(Stored data entries)
*** Block opens ***
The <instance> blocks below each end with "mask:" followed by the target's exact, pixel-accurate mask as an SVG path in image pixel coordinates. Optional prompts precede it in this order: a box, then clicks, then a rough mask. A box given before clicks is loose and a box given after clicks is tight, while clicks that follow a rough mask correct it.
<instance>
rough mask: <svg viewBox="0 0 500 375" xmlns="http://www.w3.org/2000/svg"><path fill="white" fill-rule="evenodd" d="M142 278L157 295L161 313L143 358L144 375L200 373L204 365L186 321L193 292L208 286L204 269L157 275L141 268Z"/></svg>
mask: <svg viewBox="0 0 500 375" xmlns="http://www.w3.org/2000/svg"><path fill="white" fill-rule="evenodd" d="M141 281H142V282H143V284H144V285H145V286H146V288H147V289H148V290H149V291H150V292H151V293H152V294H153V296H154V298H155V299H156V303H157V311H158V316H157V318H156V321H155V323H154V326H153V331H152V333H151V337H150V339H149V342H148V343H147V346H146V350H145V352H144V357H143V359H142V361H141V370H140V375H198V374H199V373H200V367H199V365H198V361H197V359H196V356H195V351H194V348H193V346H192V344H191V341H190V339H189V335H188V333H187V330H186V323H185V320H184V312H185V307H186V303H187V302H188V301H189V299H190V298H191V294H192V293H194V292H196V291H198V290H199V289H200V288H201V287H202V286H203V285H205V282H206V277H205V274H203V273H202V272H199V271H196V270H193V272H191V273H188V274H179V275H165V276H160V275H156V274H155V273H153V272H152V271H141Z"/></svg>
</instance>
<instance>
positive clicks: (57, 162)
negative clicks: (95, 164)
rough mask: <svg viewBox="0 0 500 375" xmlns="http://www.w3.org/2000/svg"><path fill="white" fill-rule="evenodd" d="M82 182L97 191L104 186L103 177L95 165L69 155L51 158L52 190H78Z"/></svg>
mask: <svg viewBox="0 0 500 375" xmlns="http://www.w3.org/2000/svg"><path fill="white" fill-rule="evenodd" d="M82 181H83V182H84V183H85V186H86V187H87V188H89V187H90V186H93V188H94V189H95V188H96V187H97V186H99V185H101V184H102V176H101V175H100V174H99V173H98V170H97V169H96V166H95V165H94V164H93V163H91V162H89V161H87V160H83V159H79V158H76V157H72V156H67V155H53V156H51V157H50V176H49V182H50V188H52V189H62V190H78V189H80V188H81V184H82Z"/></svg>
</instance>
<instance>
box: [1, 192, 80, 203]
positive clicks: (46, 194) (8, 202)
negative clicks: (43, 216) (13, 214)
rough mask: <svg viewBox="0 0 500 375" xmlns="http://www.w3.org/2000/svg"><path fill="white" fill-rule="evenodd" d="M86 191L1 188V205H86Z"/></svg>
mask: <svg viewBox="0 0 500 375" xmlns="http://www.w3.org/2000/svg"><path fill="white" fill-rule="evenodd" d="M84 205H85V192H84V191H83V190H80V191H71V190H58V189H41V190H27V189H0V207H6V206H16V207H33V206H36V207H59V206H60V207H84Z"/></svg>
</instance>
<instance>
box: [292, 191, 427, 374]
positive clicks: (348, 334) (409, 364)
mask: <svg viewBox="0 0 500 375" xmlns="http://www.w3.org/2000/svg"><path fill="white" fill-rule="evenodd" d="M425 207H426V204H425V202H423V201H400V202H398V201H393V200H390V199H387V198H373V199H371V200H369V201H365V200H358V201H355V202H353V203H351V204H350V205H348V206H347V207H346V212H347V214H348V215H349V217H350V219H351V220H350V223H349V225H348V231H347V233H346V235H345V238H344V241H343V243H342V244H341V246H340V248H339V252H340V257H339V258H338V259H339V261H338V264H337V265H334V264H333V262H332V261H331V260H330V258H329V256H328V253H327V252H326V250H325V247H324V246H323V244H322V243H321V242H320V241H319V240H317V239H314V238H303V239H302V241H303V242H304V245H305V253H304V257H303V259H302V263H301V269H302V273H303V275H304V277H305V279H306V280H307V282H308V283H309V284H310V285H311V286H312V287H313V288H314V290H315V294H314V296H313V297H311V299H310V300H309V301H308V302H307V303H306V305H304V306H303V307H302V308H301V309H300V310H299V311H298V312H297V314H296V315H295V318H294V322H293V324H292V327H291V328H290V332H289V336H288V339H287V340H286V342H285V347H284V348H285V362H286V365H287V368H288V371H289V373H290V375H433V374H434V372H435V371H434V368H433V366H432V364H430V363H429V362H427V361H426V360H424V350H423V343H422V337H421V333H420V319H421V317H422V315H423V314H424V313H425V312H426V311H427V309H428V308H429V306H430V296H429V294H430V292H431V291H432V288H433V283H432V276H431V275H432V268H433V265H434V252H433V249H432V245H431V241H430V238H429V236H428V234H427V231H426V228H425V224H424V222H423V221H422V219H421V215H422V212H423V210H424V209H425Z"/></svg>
*** Block closes ***
• **Activity**
Reproduce the data exactly. All of it is needed.

• **Response to the task**
The <instance> blocks below each end with "mask:" followed by the target's exact, pixel-accurate mask as an SVG path in image pixel coordinates. Optional prompts precede it in this order: a box, then clicks, then a rough mask. A box given before clicks is loose and a box given after clicks is tight, while clicks that follow a rough mask correct it.
<instance>
rough mask: <svg viewBox="0 0 500 375" xmlns="http://www.w3.org/2000/svg"><path fill="white" fill-rule="evenodd" d="M142 278L157 295L161 313L143 358L144 375L200 373L204 365L186 321L193 292L208 286L204 269L157 275L141 268Z"/></svg>
mask: <svg viewBox="0 0 500 375" xmlns="http://www.w3.org/2000/svg"><path fill="white" fill-rule="evenodd" d="M141 281H142V282H143V284H144V285H145V286H146V288H147V289H148V290H149V291H150V292H151V293H152V294H153V296H154V298H155V299H156V303H157V311H158V316H157V318H156V321H155V323H154V326H153V331H152V333H151V337H150V339H149V342H148V343H147V346H146V350H145V352H144V357H143V359H142V361H141V370H140V375H198V374H199V373H200V367H199V365H198V361H197V359H196V356H195V351H194V348H193V346H192V344H191V341H190V339H189V335H188V333H187V330H186V323H185V320H184V312H185V307H186V303H187V302H188V301H189V299H190V298H191V294H192V293H194V292H196V291H198V290H199V289H200V288H201V287H202V286H203V285H205V282H206V277H205V274H203V273H202V272H199V271H196V270H193V272H191V273H188V274H179V275H165V276H160V275H156V274H155V273H153V272H152V271H141Z"/></svg>
</instance>
<instance>
positive clicks: (57, 162)
negative clicks: (95, 164)
rough mask: <svg viewBox="0 0 500 375" xmlns="http://www.w3.org/2000/svg"><path fill="white" fill-rule="evenodd" d="M82 182L97 191L104 186L103 177L95 165L69 155L51 158L52 190H78Z"/></svg>
mask: <svg viewBox="0 0 500 375" xmlns="http://www.w3.org/2000/svg"><path fill="white" fill-rule="evenodd" d="M82 181H83V182H84V183H85V186H86V187H87V188H89V187H90V186H93V188H94V189H95V188H96V187H97V186H99V185H101V184H102V176H101V175H100V174H99V173H98V170H97V169H96V166H95V165H94V164H93V163H91V162H89V161H87V160H83V159H79V158H76V157H72V156H67V155H53V156H51V157H50V176H49V182H50V188H52V189H62V190H78V189H80V188H81V184H82Z"/></svg>
</instance>
<instance>
box: [1, 192, 80, 203]
positive clicks: (46, 194) (8, 202)
negative clicks: (43, 216) (13, 214)
rough mask: <svg viewBox="0 0 500 375" xmlns="http://www.w3.org/2000/svg"><path fill="white" fill-rule="evenodd" d="M86 191L1 188V205H86Z"/></svg>
mask: <svg viewBox="0 0 500 375" xmlns="http://www.w3.org/2000/svg"><path fill="white" fill-rule="evenodd" d="M84 205H85V192H84V191H83V190H80V191H71V190H58V189H41V190H27V189H0V207H6V206H16V207H33V206H36V207H59V206H60V207H84Z"/></svg>
</instance>
<instance>
box: [292, 191, 427, 374]
positive clicks: (348, 334) (409, 364)
mask: <svg viewBox="0 0 500 375" xmlns="http://www.w3.org/2000/svg"><path fill="white" fill-rule="evenodd" d="M425 207H426V204H425V202H423V201H400V202H398V201H393V200H390V199H387V198H373V199H371V200H369V201H365V200H358V201H355V202H353V203H351V204H350V205H348V206H347V207H346V212H347V214H348V215H349V217H350V219H351V220H350V223H349V225H348V231H347V233H346V235H345V238H344V241H343V243H342V244H341V246H340V248H339V252H340V257H339V258H338V259H339V261H338V264H337V265H334V264H333V262H332V261H331V260H330V258H329V256H328V253H327V252H326V250H325V247H324V246H323V244H322V243H321V242H320V241H319V240H317V239H314V238H303V239H302V241H303V242H304V245H305V253H304V257H303V259H302V263H301V269H302V273H303V275H304V277H305V279H306V280H307V282H308V283H309V284H310V285H311V286H312V287H313V288H314V290H315V294H314V296H313V297H311V299H310V300H309V301H308V302H307V303H306V305H304V306H303V307H302V308H301V309H300V310H299V311H298V312H297V314H296V315H295V318H294V322H293V324H292V327H291V328H290V332H289V336H288V339H287V340H286V342H285V347H284V348H285V362H286V365H287V368H288V371H289V373H290V375H433V374H434V372H435V371H434V368H433V366H432V364H430V363H429V362H427V361H426V360H424V350H423V343H422V337H421V333H420V319H421V317H422V315H423V314H424V313H425V312H426V311H427V309H428V308H429V306H430V296H429V294H430V292H431V291H432V288H433V283H432V276H431V275H432V268H433V265H434V252H433V249H432V245H431V241H430V238H429V236H428V234H427V231H426V228H425V224H424V222H423V221H422V219H421V215H422V212H423V210H424V209H425Z"/></svg>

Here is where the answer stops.